• _Task item_: Scan the entries below, and for each line that includes the word "boot", make a copy.

--- Materials provided Enclosed Below ---

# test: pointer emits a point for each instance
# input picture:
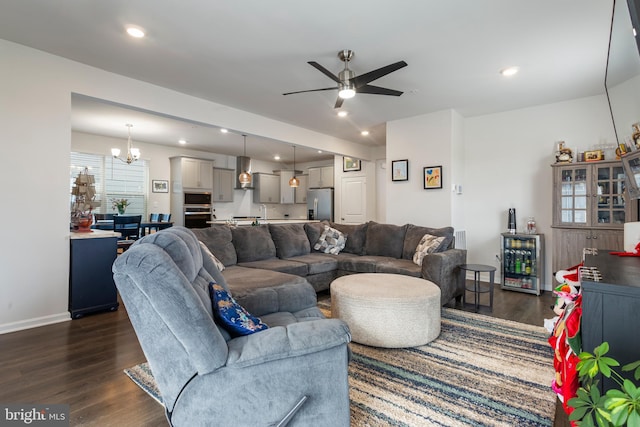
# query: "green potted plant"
(618, 406)
(120, 205)
(83, 201)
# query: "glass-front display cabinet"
(522, 262)
(590, 195)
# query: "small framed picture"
(159, 186)
(350, 164)
(432, 177)
(400, 170)
(593, 156)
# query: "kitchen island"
(251, 221)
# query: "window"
(114, 180)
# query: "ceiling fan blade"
(376, 74)
(311, 90)
(376, 90)
(324, 71)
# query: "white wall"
(35, 119)
(504, 162)
(425, 140)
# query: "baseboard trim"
(34, 323)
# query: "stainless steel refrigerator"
(320, 203)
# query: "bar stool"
(477, 287)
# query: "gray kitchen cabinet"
(223, 180)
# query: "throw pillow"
(331, 241)
(428, 244)
(234, 318)
(211, 256)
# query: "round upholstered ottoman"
(387, 310)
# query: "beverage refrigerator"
(320, 204)
(522, 262)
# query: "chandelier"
(245, 177)
(294, 182)
(133, 154)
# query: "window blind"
(114, 179)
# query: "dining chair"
(129, 228)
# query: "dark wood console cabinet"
(611, 307)
(91, 286)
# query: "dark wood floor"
(81, 363)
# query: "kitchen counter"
(262, 221)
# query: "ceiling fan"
(349, 84)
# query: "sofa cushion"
(317, 263)
(385, 239)
(415, 233)
(428, 244)
(290, 240)
(331, 241)
(234, 318)
(398, 266)
(217, 238)
(355, 234)
(207, 253)
(314, 230)
(253, 243)
(243, 280)
(277, 264)
(358, 263)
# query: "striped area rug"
(480, 371)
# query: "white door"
(353, 201)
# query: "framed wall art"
(400, 170)
(432, 177)
(159, 186)
(350, 164)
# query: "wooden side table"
(477, 288)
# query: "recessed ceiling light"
(135, 32)
(509, 71)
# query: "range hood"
(243, 163)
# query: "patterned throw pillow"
(234, 318)
(427, 245)
(331, 241)
(215, 260)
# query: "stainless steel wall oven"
(197, 209)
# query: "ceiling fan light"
(346, 92)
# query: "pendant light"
(244, 177)
(294, 182)
(133, 154)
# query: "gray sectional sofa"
(278, 254)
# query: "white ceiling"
(245, 54)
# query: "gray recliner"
(208, 378)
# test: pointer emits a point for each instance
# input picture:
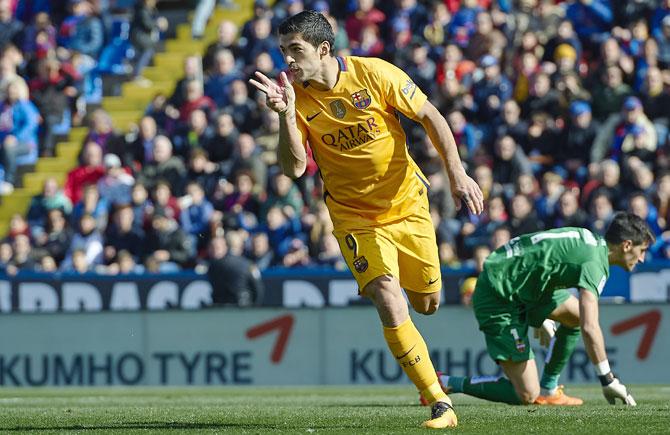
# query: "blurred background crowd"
(560, 111)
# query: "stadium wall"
(30, 292)
(273, 346)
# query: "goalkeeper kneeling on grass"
(523, 284)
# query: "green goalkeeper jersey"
(530, 267)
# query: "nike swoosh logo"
(406, 353)
(309, 118)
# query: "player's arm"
(462, 186)
(280, 97)
(595, 348)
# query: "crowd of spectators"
(560, 111)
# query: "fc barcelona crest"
(361, 99)
(338, 109)
(360, 264)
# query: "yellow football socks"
(410, 350)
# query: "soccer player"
(523, 283)
(347, 109)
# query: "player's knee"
(528, 397)
(427, 307)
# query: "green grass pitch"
(308, 410)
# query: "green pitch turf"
(312, 410)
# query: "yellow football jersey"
(359, 144)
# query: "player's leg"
(373, 259)
(523, 376)
(409, 348)
(507, 342)
(566, 312)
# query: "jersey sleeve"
(300, 122)
(593, 278)
(399, 89)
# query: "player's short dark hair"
(313, 27)
(627, 226)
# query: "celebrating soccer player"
(347, 108)
(523, 283)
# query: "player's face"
(302, 57)
(633, 254)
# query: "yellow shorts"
(405, 249)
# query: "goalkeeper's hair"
(313, 27)
(628, 226)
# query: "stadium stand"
(559, 109)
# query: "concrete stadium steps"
(130, 102)
(55, 164)
(125, 110)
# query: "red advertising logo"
(284, 324)
(650, 320)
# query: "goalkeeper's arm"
(595, 347)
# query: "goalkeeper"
(523, 284)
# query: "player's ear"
(324, 49)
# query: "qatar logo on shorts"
(360, 264)
(361, 99)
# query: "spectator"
(196, 216)
(165, 166)
(246, 158)
(610, 94)
(509, 162)
(577, 138)
(235, 280)
(123, 235)
(52, 90)
(91, 203)
(204, 172)
(102, 132)
(86, 240)
(50, 198)
(145, 31)
(19, 121)
(89, 172)
(601, 213)
(164, 202)
(193, 70)
(491, 92)
(224, 72)
(115, 186)
(261, 253)
(591, 19)
(284, 194)
(57, 236)
(222, 144)
(569, 214)
(523, 218)
(242, 108)
(195, 99)
(365, 14)
(83, 31)
(195, 134)
(141, 150)
(226, 34)
(167, 244)
(23, 258)
(616, 139)
(10, 28)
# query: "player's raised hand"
(280, 97)
(616, 390)
(464, 188)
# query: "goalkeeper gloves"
(613, 389)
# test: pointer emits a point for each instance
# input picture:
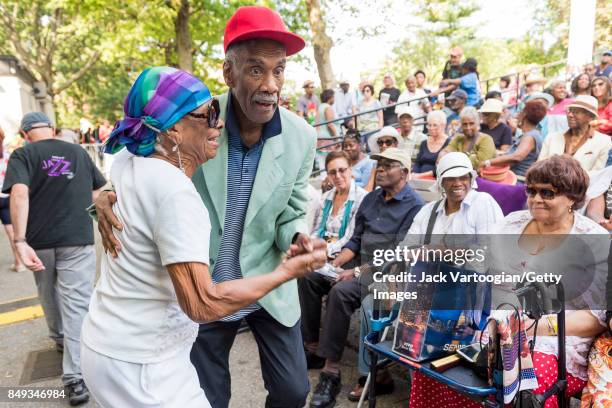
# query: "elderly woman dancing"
(142, 319)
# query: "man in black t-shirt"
(387, 96)
(501, 133)
(50, 183)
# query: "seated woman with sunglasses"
(141, 325)
(335, 216)
(543, 233)
(385, 138)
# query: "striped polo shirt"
(242, 163)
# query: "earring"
(178, 152)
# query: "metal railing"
(96, 153)
(355, 115)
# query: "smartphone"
(470, 353)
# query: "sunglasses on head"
(545, 193)
(212, 115)
(387, 143)
(340, 170)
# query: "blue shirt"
(242, 163)
(469, 83)
(383, 224)
(362, 171)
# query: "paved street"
(18, 339)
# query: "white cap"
(454, 164)
(587, 102)
(408, 110)
(492, 105)
(386, 131)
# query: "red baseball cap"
(251, 22)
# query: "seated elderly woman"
(526, 147)
(362, 166)
(425, 163)
(142, 317)
(335, 216)
(540, 236)
(557, 121)
(581, 140)
(477, 145)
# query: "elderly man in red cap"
(255, 192)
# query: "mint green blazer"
(277, 208)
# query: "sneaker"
(314, 362)
(77, 393)
(326, 391)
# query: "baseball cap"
(411, 111)
(34, 120)
(541, 95)
(393, 153)
(458, 93)
(492, 106)
(453, 164)
(385, 131)
(251, 22)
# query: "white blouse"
(571, 257)
(334, 223)
(592, 155)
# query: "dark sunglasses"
(387, 143)
(212, 115)
(340, 170)
(545, 193)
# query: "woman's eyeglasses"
(212, 115)
(340, 171)
(545, 193)
(388, 143)
(388, 166)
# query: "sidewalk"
(17, 340)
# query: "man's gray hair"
(437, 117)
(470, 112)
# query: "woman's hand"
(29, 258)
(107, 220)
(345, 275)
(303, 263)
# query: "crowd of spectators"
(546, 140)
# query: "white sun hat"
(454, 164)
(386, 131)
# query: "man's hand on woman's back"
(107, 220)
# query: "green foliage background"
(57, 38)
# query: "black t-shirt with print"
(389, 116)
(60, 177)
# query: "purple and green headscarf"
(159, 98)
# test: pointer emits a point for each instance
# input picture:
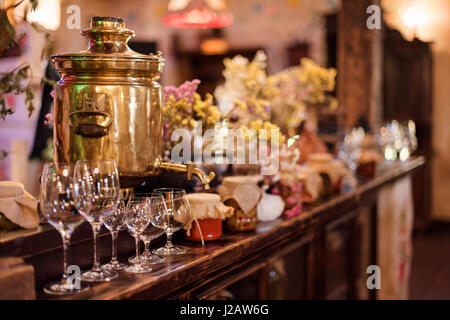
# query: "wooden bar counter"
(302, 243)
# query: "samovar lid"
(108, 51)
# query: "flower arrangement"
(298, 87)
(184, 107)
(243, 98)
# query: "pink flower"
(10, 100)
(49, 120)
(294, 211)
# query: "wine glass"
(58, 206)
(179, 212)
(137, 218)
(97, 193)
(157, 226)
(115, 222)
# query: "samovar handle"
(91, 120)
(92, 124)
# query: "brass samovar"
(107, 105)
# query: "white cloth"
(395, 224)
(18, 205)
(270, 207)
(243, 189)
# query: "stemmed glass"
(97, 193)
(179, 213)
(137, 218)
(157, 226)
(115, 222)
(58, 206)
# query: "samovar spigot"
(191, 170)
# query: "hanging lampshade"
(198, 14)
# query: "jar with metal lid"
(243, 194)
(207, 215)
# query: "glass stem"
(114, 236)
(147, 248)
(66, 239)
(96, 230)
(169, 243)
(137, 250)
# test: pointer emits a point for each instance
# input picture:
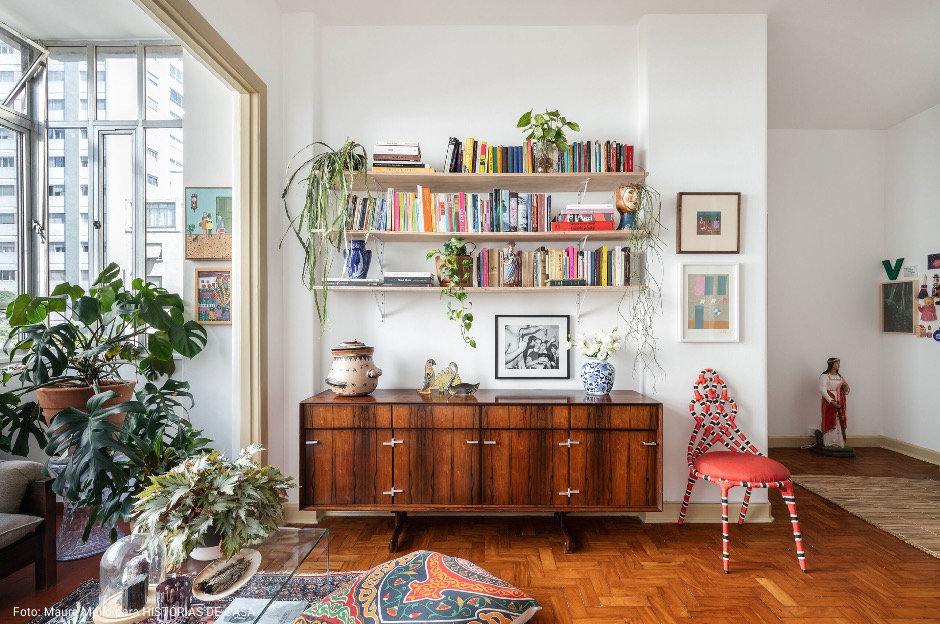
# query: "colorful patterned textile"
(424, 587)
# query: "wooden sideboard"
(499, 450)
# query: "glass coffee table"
(273, 594)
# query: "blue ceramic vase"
(597, 376)
(357, 260)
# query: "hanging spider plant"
(320, 226)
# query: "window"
(161, 214)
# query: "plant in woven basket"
(239, 499)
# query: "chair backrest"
(714, 412)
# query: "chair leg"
(685, 499)
(726, 558)
(747, 500)
(790, 500)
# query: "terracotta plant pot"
(55, 399)
(464, 269)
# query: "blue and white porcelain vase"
(597, 376)
(357, 260)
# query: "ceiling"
(833, 64)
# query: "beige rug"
(909, 509)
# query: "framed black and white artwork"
(532, 347)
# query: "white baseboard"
(905, 448)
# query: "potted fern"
(238, 500)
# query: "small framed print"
(710, 305)
(898, 312)
(532, 347)
(708, 223)
(214, 296)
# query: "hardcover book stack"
(555, 267)
(584, 218)
(398, 157)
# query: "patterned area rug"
(77, 607)
(909, 509)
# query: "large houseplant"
(239, 499)
(82, 343)
(320, 224)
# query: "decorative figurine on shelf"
(830, 438)
(460, 389)
(627, 204)
(428, 376)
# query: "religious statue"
(830, 437)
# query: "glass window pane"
(164, 208)
(67, 84)
(117, 176)
(164, 83)
(68, 207)
(117, 83)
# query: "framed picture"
(709, 302)
(214, 296)
(898, 312)
(708, 223)
(208, 223)
(532, 347)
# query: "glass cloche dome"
(131, 569)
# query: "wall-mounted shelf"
(419, 237)
(486, 182)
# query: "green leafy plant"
(74, 338)
(454, 269)
(320, 225)
(547, 127)
(239, 499)
(109, 464)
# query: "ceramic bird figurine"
(428, 376)
(460, 389)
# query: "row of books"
(472, 156)
(423, 211)
(553, 267)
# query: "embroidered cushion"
(423, 586)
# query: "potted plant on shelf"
(238, 499)
(548, 131)
(73, 345)
(320, 224)
(455, 271)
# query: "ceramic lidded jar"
(353, 373)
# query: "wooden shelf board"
(486, 182)
(417, 237)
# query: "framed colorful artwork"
(708, 223)
(209, 224)
(532, 347)
(898, 312)
(709, 303)
(214, 296)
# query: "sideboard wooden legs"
(400, 518)
(569, 545)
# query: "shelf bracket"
(380, 303)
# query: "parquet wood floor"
(626, 571)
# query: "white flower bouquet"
(601, 345)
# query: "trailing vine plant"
(640, 307)
(453, 270)
(320, 225)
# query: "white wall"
(912, 221)
(208, 161)
(703, 89)
(826, 212)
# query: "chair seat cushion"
(14, 527)
(733, 466)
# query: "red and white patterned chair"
(738, 464)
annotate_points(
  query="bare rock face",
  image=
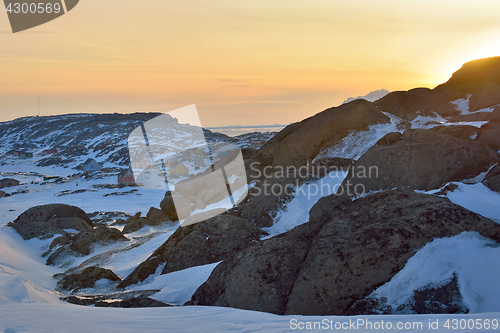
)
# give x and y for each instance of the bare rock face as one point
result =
(481, 78)
(154, 217)
(419, 101)
(299, 143)
(85, 279)
(421, 160)
(437, 298)
(202, 243)
(471, 77)
(345, 252)
(492, 180)
(486, 96)
(490, 133)
(458, 131)
(47, 220)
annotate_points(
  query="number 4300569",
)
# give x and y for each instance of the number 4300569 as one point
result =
(33, 8)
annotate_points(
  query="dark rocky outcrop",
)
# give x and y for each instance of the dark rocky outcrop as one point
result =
(48, 220)
(490, 134)
(154, 217)
(85, 279)
(486, 96)
(168, 207)
(458, 131)
(444, 298)
(202, 243)
(492, 180)
(421, 160)
(477, 116)
(128, 299)
(299, 143)
(135, 302)
(419, 101)
(82, 243)
(471, 77)
(71, 244)
(344, 253)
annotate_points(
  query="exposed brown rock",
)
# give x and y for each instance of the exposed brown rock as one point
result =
(299, 143)
(344, 253)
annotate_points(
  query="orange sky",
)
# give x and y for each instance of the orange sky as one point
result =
(240, 62)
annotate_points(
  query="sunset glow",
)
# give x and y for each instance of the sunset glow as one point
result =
(239, 62)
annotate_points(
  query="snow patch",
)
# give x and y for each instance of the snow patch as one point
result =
(296, 212)
(464, 255)
(177, 287)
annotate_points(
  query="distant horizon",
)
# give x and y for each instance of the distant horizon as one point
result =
(240, 62)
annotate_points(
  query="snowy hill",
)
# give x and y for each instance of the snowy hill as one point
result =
(68, 140)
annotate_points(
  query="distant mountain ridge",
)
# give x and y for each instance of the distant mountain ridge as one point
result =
(70, 139)
(370, 97)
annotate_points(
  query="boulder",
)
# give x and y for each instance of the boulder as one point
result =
(47, 220)
(344, 253)
(198, 244)
(299, 143)
(492, 180)
(436, 298)
(495, 115)
(458, 131)
(419, 101)
(491, 137)
(156, 216)
(421, 160)
(168, 207)
(82, 243)
(85, 279)
(477, 116)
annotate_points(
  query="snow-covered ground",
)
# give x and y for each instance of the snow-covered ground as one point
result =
(473, 259)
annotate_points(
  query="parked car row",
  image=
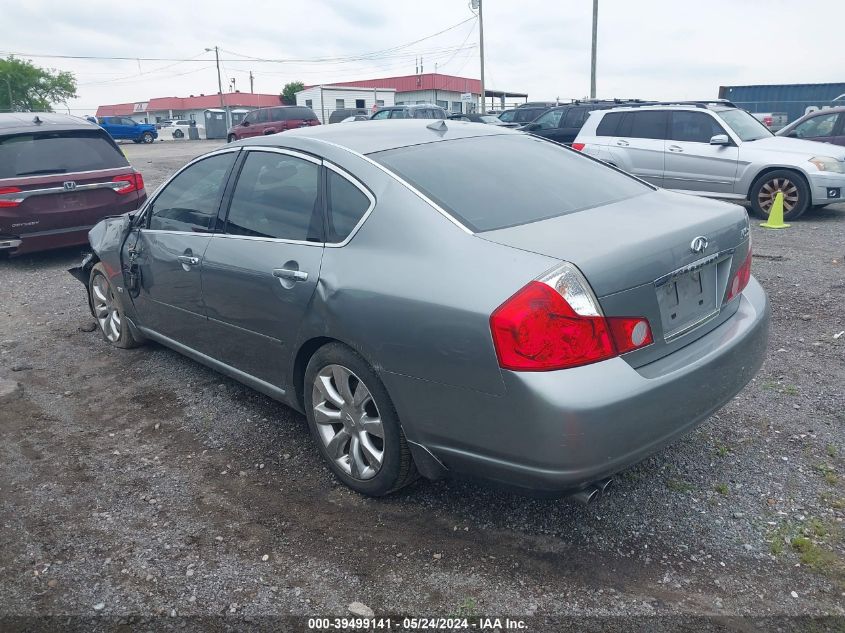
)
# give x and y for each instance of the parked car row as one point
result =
(300, 264)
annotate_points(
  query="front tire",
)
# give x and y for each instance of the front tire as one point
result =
(796, 194)
(354, 423)
(108, 310)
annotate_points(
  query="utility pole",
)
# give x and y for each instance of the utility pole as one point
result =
(223, 105)
(593, 61)
(477, 4)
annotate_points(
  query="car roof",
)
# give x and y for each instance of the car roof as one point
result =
(368, 137)
(15, 122)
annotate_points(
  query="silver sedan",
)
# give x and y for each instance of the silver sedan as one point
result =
(443, 298)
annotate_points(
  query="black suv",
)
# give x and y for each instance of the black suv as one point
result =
(415, 111)
(562, 123)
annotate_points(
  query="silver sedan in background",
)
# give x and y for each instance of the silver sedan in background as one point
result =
(443, 298)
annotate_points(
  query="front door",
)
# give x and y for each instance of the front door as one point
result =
(164, 254)
(691, 162)
(260, 274)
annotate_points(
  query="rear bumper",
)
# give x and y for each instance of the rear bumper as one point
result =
(557, 431)
(43, 241)
(827, 187)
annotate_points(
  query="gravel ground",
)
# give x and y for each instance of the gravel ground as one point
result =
(139, 482)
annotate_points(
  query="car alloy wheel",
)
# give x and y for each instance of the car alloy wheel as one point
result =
(348, 422)
(770, 189)
(105, 309)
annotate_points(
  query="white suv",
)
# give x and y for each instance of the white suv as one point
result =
(718, 150)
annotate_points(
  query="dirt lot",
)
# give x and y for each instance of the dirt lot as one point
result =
(139, 482)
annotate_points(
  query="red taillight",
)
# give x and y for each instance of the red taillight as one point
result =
(740, 278)
(537, 329)
(10, 201)
(134, 182)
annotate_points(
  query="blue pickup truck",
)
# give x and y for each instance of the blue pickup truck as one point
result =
(125, 128)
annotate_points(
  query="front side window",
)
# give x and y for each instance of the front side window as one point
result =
(745, 126)
(190, 201)
(693, 127)
(549, 120)
(276, 196)
(346, 206)
(818, 126)
(554, 180)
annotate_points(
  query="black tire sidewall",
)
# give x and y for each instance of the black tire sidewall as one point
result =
(388, 476)
(800, 183)
(126, 340)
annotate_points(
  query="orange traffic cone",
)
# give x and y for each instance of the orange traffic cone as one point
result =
(775, 220)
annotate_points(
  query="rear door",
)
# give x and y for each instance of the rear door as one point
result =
(67, 181)
(639, 144)
(691, 163)
(165, 251)
(260, 273)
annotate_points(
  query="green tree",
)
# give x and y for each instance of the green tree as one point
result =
(25, 87)
(290, 90)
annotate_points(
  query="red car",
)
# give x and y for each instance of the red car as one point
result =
(272, 120)
(59, 176)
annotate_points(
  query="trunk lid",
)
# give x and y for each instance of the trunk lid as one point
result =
(638, 257)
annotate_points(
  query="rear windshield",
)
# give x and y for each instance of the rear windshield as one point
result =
(493, 182)
(58, 153)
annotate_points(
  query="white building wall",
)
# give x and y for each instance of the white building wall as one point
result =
(324, 99)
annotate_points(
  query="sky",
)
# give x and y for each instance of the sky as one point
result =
(649, 49)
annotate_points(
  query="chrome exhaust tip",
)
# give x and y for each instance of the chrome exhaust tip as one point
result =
(592, 492)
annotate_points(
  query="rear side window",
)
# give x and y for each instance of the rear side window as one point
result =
(189, 202)
(540, 180)
(58, 153)
(643, 125)
(276, 196)
(347, 204)
(609, 124)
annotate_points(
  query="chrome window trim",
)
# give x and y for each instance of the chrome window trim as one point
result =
(401, 181)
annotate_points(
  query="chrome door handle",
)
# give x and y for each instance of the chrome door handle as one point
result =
(287, 273)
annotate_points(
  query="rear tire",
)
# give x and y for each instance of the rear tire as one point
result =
(108, 310)
(354, 423)
(796, 194)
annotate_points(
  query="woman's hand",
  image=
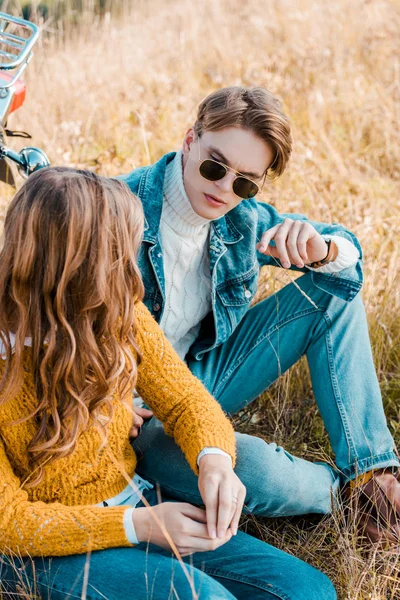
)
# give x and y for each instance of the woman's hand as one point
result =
(296, 243)
(223, 494)
(179, 522)
(139, 415)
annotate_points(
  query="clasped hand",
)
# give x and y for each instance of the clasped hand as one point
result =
(189, 529)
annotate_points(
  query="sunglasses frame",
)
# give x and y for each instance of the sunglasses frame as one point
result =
(238, 175)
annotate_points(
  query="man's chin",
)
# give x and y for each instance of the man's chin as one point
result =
(208, 212)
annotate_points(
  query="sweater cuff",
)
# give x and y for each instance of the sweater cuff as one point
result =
(212, 450)
(347, 256)
(129, 526)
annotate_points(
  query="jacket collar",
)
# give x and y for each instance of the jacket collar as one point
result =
(150, 191)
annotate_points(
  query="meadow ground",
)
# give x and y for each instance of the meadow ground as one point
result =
(117, 92)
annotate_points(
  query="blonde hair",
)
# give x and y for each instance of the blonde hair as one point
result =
(255, 109)
(70, 280)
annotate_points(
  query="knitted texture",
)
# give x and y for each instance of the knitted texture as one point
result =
(184, 237)
(58, 516)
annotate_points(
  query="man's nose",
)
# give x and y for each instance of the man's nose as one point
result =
(225, 184)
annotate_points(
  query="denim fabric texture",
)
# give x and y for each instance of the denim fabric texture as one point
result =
(245, 568)
(273, 335)
(234, 260)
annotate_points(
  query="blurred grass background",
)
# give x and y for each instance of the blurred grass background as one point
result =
(114, 85)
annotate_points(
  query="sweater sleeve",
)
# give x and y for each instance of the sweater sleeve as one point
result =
(178, 399)
(40, 529)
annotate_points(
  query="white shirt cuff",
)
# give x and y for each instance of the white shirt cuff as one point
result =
(347, 255)
(211, 450)
(129, 526)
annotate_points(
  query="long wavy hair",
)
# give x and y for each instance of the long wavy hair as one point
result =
(69, 280)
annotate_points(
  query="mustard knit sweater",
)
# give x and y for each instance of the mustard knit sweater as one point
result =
(58, 516)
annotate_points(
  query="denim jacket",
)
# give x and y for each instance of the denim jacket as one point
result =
(234, 260)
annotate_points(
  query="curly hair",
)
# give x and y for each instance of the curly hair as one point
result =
(69, 280)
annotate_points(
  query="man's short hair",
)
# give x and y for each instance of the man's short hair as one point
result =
(255, 109)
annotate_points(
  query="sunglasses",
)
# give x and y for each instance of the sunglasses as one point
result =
(214, 170)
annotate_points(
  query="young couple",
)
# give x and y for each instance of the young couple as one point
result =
(76, 339)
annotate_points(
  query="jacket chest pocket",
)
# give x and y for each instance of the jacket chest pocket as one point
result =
(239, 292)
(235, 297)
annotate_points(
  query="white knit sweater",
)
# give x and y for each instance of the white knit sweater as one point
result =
(184, 240)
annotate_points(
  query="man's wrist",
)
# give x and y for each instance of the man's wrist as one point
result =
(331, 255)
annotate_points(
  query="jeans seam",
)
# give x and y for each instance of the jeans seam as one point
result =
(59, 589)
(336, 393)
(371, 461)
(260, 339)
(269, 587)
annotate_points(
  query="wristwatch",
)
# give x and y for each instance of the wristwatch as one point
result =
(331, 255)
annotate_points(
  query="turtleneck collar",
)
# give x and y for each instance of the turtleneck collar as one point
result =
(177, 211)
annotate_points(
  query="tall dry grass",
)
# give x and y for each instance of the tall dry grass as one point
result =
(118, 92)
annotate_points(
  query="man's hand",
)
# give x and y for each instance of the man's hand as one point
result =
(296, 243)
(179, 522)
(139, 415)
(223, 494)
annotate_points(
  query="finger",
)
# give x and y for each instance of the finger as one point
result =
(302, 240)
(206, 545)
(294, 255)
(210, 499)
(267, 236)
(238, 511)
(144, 412)
(194, 512)
(280, 243)
(224, 507)
(195, 529)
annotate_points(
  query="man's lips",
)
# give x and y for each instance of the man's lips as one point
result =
(214, 201)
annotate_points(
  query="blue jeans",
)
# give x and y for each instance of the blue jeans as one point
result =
(272, 336)
(244, 568)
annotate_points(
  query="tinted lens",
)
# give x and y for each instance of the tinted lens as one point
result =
(244, 188)
(212, 170)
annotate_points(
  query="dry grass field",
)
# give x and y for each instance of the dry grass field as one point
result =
(117, 92)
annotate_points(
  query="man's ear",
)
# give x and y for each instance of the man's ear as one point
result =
(188, 140)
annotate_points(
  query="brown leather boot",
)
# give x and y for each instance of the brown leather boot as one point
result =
(378, 499)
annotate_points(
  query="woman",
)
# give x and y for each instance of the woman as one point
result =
(76, 339)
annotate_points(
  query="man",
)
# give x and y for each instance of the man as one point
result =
(205, 239)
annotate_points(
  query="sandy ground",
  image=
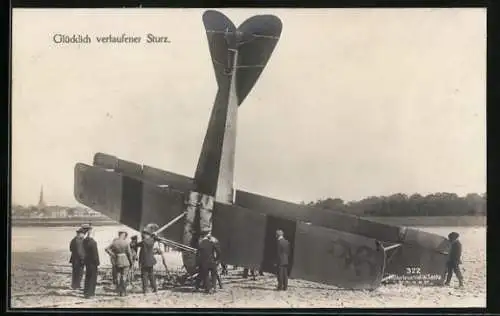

--- End of Enclosed Materials provided ---

• _Result for this exercise_:
  query="brown leather boot",
# give x and y for each instance of the brown leather boot as one point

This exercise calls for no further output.